- **Dataset content**
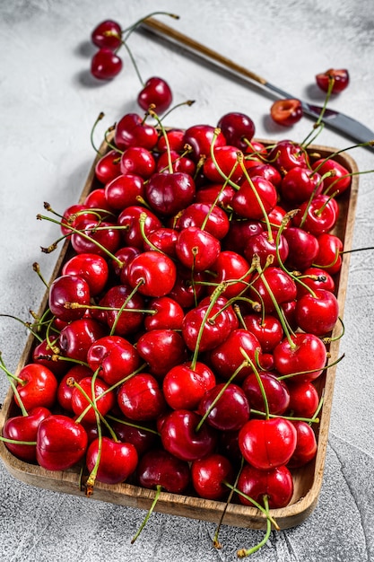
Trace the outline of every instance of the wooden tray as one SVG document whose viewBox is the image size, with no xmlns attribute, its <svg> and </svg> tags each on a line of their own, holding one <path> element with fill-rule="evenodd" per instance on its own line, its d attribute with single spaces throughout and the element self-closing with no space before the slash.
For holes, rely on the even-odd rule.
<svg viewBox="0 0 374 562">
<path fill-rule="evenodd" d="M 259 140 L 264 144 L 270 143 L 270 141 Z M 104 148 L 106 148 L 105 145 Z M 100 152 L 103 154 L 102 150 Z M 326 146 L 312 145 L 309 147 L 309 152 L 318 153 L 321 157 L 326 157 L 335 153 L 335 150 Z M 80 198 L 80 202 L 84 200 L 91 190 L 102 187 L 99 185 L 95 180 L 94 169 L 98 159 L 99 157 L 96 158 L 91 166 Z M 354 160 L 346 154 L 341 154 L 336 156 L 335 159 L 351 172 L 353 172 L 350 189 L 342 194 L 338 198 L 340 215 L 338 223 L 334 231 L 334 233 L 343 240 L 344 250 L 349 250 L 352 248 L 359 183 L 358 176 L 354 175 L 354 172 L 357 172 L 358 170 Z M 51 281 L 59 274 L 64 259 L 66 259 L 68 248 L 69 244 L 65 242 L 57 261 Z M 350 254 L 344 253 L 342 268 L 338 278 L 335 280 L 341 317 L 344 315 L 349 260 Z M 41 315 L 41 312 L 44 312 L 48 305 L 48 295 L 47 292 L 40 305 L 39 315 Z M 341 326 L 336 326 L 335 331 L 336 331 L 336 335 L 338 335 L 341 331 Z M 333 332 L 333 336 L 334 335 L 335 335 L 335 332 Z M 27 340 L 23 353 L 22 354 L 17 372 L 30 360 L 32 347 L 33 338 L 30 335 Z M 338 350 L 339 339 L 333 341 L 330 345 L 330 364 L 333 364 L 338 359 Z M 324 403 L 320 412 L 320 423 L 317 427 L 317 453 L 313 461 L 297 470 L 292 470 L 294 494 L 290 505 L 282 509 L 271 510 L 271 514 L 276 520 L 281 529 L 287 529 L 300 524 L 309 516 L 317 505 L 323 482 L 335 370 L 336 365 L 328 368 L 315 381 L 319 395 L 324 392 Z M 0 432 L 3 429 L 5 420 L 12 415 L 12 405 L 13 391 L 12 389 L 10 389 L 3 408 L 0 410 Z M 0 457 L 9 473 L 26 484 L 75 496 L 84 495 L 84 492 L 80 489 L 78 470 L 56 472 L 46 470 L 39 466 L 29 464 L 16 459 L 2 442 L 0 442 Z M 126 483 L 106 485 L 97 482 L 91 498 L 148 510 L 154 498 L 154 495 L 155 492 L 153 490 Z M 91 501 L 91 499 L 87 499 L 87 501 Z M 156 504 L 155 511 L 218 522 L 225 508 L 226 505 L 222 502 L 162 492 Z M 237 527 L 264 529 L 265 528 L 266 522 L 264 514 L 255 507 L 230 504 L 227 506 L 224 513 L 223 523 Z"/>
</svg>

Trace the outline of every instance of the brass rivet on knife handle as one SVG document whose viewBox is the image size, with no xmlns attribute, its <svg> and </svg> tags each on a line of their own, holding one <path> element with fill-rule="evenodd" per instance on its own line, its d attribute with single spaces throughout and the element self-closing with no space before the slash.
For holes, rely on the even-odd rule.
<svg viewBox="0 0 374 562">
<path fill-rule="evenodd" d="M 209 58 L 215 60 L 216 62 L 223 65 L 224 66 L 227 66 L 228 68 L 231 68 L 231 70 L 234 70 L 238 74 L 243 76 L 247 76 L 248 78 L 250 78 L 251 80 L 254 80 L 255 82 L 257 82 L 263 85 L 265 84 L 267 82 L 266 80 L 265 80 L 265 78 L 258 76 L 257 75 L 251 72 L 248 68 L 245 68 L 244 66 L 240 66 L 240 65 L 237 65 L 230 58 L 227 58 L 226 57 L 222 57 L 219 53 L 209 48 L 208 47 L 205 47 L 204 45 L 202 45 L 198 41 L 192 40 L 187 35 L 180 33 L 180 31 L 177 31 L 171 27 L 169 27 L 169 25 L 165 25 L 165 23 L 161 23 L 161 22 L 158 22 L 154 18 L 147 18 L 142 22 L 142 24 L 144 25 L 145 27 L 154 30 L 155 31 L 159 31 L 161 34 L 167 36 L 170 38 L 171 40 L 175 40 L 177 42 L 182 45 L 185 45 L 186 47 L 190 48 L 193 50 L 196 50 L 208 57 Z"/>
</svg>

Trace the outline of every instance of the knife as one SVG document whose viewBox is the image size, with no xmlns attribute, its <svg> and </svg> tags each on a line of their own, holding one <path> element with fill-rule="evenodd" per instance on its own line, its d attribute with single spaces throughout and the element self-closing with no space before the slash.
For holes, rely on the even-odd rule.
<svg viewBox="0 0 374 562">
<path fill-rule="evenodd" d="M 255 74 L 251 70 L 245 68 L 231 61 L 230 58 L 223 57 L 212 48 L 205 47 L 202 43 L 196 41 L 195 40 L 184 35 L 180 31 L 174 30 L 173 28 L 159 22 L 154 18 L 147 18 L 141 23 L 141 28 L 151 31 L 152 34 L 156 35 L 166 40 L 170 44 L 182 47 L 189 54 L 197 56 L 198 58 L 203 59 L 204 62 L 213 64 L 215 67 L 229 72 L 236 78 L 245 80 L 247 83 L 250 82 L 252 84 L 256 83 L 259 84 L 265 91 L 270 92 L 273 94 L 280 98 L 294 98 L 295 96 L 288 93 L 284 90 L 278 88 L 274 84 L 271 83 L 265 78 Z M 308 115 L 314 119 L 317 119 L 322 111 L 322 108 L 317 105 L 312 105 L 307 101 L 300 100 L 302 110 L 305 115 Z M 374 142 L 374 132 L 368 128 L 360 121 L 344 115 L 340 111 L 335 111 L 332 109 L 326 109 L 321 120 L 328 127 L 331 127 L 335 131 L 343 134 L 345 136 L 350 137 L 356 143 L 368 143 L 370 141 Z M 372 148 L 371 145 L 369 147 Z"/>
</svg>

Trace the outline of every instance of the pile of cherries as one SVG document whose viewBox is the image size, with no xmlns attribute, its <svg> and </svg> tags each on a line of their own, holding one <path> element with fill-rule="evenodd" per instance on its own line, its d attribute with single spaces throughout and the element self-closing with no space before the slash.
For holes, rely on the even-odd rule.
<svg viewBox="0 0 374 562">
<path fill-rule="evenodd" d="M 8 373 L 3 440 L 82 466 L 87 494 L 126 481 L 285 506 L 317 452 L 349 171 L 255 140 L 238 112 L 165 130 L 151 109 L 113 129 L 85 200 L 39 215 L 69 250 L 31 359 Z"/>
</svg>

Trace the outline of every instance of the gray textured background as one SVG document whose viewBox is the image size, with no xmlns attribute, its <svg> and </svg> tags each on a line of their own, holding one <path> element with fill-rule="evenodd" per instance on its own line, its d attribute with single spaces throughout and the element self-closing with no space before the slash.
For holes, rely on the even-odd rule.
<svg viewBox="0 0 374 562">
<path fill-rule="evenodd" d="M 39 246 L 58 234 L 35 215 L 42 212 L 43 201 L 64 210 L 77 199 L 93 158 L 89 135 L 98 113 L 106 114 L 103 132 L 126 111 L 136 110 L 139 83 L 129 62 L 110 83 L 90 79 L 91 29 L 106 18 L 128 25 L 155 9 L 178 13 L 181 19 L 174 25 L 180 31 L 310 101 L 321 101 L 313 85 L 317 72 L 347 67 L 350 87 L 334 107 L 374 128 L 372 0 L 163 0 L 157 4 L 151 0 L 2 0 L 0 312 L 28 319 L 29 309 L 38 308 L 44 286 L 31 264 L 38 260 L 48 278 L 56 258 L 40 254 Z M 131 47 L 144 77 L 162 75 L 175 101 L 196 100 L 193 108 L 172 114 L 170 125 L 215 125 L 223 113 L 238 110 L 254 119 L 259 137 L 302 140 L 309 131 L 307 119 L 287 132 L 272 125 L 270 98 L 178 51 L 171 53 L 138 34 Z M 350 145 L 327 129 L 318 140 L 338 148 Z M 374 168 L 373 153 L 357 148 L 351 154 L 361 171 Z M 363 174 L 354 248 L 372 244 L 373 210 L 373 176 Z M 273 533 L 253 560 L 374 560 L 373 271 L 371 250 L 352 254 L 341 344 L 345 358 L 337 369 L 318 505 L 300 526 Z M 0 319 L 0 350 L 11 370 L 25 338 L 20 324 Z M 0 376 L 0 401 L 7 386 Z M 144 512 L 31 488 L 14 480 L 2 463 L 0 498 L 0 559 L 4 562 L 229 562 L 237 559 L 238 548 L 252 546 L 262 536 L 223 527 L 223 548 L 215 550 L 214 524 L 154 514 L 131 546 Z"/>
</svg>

- **What you need to do**
Tally the lines in the data above that contain the string "knife", and reply with the number alone.

- **Exercise answer**
2